(Collection entries)
# # # # #
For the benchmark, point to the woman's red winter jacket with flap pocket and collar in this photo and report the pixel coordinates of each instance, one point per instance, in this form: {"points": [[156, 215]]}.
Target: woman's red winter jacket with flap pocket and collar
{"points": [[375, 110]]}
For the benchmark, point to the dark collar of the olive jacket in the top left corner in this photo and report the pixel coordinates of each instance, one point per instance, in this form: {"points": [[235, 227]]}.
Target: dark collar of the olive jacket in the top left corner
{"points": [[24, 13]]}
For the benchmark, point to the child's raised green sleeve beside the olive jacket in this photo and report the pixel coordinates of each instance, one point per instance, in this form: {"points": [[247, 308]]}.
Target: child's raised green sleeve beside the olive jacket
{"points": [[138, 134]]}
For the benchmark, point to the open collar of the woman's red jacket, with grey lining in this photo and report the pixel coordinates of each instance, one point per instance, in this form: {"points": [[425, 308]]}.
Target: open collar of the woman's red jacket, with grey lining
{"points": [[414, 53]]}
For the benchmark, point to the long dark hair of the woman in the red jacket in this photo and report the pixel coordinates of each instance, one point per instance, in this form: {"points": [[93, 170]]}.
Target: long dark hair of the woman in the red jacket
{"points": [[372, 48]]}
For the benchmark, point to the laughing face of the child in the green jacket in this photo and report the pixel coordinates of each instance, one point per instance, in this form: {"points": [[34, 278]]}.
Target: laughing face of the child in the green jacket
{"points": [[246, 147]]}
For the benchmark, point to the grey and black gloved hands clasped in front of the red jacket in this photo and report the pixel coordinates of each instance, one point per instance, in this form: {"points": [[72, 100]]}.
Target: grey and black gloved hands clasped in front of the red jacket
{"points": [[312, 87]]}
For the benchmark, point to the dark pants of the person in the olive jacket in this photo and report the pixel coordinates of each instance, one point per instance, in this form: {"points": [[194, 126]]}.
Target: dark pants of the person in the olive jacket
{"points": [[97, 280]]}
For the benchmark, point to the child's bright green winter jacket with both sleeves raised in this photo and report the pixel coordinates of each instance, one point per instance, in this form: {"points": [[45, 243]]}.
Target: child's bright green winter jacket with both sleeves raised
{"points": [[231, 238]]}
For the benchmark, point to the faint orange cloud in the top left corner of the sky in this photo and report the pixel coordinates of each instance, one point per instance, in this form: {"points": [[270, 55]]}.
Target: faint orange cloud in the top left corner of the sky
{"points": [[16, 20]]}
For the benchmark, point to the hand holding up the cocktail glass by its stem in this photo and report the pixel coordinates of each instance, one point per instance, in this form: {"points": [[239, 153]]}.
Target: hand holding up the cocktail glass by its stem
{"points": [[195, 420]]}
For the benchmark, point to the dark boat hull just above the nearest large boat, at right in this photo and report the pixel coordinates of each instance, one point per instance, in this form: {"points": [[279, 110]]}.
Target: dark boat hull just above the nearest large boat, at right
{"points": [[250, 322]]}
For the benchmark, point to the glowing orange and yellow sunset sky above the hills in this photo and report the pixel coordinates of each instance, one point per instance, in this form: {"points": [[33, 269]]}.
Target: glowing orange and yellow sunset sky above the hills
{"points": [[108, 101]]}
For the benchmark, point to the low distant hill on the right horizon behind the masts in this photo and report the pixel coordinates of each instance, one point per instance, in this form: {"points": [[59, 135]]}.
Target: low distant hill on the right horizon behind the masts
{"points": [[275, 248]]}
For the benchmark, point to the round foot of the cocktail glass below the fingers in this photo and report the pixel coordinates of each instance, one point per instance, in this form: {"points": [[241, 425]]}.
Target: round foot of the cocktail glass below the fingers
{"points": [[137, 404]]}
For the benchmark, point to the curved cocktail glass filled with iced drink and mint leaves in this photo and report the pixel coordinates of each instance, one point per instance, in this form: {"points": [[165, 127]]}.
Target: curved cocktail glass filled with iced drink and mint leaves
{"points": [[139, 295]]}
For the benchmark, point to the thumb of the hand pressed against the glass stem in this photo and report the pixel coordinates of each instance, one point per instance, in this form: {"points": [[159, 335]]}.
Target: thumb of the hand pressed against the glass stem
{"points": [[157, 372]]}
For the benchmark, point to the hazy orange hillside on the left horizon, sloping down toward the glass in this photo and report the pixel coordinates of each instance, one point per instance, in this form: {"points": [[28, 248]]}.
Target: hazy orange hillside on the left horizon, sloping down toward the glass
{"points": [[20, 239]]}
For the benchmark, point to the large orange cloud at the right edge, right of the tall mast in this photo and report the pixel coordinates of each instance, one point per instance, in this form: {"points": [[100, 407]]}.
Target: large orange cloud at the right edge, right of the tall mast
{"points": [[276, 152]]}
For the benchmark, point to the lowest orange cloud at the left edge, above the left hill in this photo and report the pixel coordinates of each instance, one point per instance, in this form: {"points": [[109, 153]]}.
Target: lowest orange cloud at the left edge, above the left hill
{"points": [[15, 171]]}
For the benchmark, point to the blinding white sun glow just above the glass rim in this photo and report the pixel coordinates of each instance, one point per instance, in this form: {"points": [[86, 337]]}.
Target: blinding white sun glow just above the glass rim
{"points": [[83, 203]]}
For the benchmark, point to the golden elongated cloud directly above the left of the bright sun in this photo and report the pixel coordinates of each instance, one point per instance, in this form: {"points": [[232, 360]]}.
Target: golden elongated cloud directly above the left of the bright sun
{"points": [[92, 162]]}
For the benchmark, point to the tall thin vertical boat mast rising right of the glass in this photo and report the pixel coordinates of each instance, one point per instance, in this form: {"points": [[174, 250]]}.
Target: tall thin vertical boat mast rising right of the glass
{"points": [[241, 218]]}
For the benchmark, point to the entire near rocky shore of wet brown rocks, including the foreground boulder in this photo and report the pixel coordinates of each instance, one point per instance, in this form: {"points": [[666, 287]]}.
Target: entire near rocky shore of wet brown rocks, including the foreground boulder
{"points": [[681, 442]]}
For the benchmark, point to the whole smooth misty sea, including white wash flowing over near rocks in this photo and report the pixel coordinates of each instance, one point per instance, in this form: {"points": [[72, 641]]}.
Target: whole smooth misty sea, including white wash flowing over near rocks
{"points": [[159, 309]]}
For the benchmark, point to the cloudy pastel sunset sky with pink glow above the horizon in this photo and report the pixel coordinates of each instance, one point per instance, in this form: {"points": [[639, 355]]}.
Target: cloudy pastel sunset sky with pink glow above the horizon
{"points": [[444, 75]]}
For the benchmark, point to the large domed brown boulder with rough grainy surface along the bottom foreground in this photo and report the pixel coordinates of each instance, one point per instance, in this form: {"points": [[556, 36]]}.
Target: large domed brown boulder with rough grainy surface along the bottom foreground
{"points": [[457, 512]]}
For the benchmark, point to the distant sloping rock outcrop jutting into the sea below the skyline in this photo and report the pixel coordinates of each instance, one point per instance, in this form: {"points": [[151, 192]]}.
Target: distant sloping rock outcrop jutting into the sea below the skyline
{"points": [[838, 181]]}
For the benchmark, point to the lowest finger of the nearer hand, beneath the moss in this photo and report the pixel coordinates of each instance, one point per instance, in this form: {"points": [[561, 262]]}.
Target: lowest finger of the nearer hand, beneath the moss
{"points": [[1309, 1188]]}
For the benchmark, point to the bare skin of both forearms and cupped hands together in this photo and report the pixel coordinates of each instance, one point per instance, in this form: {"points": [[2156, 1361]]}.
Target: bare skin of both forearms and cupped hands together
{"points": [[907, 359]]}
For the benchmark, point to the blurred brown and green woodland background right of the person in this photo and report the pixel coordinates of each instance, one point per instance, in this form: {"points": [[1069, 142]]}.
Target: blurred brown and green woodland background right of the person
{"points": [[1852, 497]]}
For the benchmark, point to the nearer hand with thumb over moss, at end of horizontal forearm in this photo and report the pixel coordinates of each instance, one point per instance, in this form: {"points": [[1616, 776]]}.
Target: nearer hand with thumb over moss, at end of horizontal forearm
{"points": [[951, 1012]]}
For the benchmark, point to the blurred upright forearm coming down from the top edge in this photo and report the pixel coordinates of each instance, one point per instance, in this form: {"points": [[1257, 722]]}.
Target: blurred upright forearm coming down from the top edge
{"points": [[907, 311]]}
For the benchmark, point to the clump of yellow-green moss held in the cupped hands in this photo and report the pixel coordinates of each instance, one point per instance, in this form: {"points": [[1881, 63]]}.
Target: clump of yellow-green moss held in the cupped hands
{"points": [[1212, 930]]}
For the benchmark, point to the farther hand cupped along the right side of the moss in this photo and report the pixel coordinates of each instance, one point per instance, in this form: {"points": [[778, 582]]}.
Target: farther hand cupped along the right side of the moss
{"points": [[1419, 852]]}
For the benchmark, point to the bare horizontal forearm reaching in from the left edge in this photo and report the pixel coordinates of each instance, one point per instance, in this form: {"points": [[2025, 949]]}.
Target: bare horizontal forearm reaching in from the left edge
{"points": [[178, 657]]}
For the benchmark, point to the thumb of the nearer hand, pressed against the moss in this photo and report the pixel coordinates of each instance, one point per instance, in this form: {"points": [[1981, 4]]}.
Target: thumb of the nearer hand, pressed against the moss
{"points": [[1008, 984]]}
# # # # #
▶ Exercise prompt:
Of the lines above, output exactly those from the line bearing "Target: large domed" through the line bearing "For the benchmark, point to the nearer", inclusive.

▶ Reply:
Target: large domed brown boulder with rough grainy surface along the bottom foreground
{"points": [[457, 512]]}
For the benchmark, point to the distant sloping rock outcrop jutting into the sea below the skyline in this photo and report the pixel coordinates of each instance, one point per instance, in this form: {"points": [[151, 192]]}.
Target: distant sloping rock outcrop jutting into the sea below the skyline
{"points": [[838, 181]]}
For the benchmark, point to the lowest finger of the nearer hand, beneath the moss in this photo and report the pixel coordinates of each instance, one point per instance, in this form: {"points": [[561, 262]]}.
Target: lowest finger of the nearer hand, beneath the moss
{"points": [[1309, 1188]]}
For the benchmark, point to the bare skin of both forearms and cupped hands together in this photo and report the pixel coordinates of each instance, one point per instance, in this form: {"points": [[2156, 1361]]}.
Target: bare skin of both forearms and cupped hands together
{"points": [[907, 359]]}
For the benchmark, point to the blurred brown and green woodland background right of the person in this photo and report the pixel coordinates of each instance, one point per instance, in this form: {"points": [[1069, 142]]}.
Target: blurred brown and green woodland background right of the person
{"points": [[1852, 497]]}
For the benchmark, point to the nearer hand with thumb over moss, at end of horizontal forearm in this photo and report the pixel coordinates of each instance, one point per instance, in this form: {"points": [[1616, 776]]}.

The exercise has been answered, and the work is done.